## Job
Put the lines of the records, from the line with "# test: pointer returns one pin per instance of the sky" through the end of the records, into a numbered list, leaving out any blank lines.

## Materials provided

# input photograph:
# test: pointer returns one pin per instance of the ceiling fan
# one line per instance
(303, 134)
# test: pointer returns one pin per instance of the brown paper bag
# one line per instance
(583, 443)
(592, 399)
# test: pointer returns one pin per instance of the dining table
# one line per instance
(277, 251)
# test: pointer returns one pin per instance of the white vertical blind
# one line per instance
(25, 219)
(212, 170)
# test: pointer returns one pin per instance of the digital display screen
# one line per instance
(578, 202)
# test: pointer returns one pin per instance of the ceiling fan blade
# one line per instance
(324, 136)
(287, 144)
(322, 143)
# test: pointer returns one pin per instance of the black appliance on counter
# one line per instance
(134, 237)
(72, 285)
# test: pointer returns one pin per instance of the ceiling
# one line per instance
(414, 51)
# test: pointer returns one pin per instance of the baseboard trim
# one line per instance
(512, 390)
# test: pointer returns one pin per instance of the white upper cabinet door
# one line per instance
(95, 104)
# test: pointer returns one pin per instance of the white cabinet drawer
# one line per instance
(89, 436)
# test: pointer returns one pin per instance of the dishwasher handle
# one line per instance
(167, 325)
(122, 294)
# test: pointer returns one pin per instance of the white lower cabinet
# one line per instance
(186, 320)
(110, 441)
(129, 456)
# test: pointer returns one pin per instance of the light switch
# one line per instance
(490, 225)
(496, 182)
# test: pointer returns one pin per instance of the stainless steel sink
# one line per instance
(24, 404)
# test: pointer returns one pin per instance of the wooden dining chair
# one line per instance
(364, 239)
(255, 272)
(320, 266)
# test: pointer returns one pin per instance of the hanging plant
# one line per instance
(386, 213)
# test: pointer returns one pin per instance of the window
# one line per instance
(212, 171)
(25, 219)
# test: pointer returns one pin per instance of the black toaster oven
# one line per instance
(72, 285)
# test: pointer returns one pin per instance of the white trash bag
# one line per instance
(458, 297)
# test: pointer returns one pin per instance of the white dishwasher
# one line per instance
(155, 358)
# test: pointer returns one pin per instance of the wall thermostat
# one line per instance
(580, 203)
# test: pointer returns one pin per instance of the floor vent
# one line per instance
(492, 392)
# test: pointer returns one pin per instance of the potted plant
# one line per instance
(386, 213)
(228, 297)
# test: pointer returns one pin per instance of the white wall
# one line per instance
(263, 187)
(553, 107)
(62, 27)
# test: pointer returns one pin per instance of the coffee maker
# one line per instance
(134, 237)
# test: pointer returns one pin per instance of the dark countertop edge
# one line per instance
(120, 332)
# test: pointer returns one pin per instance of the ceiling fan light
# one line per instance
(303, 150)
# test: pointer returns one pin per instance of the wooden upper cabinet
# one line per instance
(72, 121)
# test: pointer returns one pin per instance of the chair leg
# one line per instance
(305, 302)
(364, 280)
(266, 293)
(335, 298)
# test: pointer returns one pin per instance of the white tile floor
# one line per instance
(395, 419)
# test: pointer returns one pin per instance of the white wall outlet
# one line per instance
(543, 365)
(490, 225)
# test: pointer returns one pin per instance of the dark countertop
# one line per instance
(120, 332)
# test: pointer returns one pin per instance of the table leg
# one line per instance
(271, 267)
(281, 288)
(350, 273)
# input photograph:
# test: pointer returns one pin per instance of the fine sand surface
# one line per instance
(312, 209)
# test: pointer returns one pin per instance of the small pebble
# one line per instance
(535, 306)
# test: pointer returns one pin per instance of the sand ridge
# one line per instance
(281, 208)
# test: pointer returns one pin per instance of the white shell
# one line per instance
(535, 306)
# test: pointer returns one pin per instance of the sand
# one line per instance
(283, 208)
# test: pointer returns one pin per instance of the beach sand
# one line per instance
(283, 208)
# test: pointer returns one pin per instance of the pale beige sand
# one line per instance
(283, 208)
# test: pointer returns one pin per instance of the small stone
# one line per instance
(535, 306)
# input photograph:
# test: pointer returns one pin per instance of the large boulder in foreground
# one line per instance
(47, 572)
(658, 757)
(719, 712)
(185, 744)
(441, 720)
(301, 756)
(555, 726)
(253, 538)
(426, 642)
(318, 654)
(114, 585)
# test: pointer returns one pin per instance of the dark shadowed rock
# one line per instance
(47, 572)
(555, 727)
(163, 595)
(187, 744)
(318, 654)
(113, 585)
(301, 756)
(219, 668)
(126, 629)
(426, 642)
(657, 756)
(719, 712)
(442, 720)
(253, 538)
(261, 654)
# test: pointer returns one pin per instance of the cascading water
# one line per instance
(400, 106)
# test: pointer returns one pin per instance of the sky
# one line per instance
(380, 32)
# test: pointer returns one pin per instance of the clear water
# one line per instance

## Exercise result
1. # test: pointer returns one pin per instance of the sky
2. # one line per instance
3. (380, 32)
4. # test: pointer returns one pin per instance of the clear water
5. # one line per instance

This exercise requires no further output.